Instructions:
1: In the article on traffic-light hacking, what kind of network connects the intersections and management computers?
2: Turn the paragraph of the traffic-light security article that begins "The study points out that" into a short bulleted list that keeps its main facts.
3: For each statement, say yes or no to whether the traffic-light security article supports it, and quote the words that decide it.
(a) The researchers used a wireless card that anyone can buy.
(b) The SSID of the 5.8GHz traffic signals is set to broadcast.
(c) The research came from the University of Michigan.

Reading passage:
****************

It’s Too Easy To Hack Traffic Lights

It is scary how many industries (e.g. autos, “smart” electronics, control systems) are decades behind state of the art security. It’s Easy To Hack Traffic Lights Slashdot posting tells about article where research from the University of Michigan are into the ease with which attackers can hack traffic lights. The network is IP-based, with all the nodes (intersections and management computers) on a single subnet. The 5.8GHz network has no password and uses no encryption; with a proper radio in hand, joining is trivial.


The researcher team has written a paper Green Lights Forever: Analyzing the Security of Traffic Infrastructure, an adversary can control traffic infrastructure to cause disruption, degrade safety, or gain an unfair advantage. The paper gives details on the security flaws that exist due to systemic failures by the designers, gives recommendations on how to improve existing systems and discuss the lessons learned for embedded systems security in general. This is good reading for anybody who is interested in the security of modern infrastructure (let it be smart city or industrial site).



  1. Tomi Engdahl says:

    Green Light Your Commute with America’s Unsecured Traffic Lights

    The study points out that a large portion of traffic lights in the United States communicate with each other wirelessly over the 900Mhz and 5.8Ghz ISM band with absolutely no encryption. In order to connect to the 5.8Ghz traffic signals, you simply need the SSID (which is set to broadcast) and the proper protocol. In the study the researchers used a wireless card that is not available to the public, but they do point out that with a bit of social engineering you could probably get one.

****************

Stored data:

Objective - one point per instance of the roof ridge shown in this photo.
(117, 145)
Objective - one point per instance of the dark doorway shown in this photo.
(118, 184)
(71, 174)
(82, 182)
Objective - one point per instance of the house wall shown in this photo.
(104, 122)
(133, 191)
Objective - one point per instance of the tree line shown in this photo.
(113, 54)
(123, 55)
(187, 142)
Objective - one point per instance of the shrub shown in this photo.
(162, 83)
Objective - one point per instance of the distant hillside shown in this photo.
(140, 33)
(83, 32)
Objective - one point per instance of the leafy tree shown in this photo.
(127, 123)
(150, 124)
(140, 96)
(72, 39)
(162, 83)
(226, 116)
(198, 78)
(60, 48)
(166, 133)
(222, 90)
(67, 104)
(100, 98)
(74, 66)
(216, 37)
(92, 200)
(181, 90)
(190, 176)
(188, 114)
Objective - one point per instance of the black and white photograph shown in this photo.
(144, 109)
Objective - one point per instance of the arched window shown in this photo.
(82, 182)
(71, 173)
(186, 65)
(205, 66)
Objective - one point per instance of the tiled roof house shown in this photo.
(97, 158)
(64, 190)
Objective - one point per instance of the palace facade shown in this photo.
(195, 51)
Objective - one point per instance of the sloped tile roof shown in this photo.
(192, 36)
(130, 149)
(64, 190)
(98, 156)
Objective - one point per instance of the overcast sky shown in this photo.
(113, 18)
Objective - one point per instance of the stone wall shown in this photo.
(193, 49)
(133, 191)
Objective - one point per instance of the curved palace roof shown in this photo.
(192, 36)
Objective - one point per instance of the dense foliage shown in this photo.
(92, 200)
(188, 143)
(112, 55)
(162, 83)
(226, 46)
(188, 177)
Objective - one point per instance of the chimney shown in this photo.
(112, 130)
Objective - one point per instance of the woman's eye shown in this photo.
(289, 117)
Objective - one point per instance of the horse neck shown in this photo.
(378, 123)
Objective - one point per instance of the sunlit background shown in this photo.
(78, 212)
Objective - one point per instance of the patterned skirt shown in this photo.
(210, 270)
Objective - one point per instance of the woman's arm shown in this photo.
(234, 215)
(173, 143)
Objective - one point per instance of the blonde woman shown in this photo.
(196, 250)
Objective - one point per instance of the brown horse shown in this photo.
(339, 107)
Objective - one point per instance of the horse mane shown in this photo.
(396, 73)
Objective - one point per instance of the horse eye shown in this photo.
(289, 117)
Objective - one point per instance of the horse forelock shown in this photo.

****************

Responses to the tasks:
1: An IP-based network, with all the nodes on a single subnet.

2:
- Many U.S. traffic lights communicate wirelessly over the 900MHz and 5.8GHz ISM bands with no encryption.
- Connecting to the 5.8GHz signals requires only the SSID, which is broadcast, and the proper protocol.
- The researchers used a wireless card not available to the public but note that social engineering could probably obtain one.

3:
(a) No: "the researchers used a wireless card that is not available to the public"
(b) Yes: "the SSID (which is set to broadcast)"
(c) Yes: "research from the University of Michigan"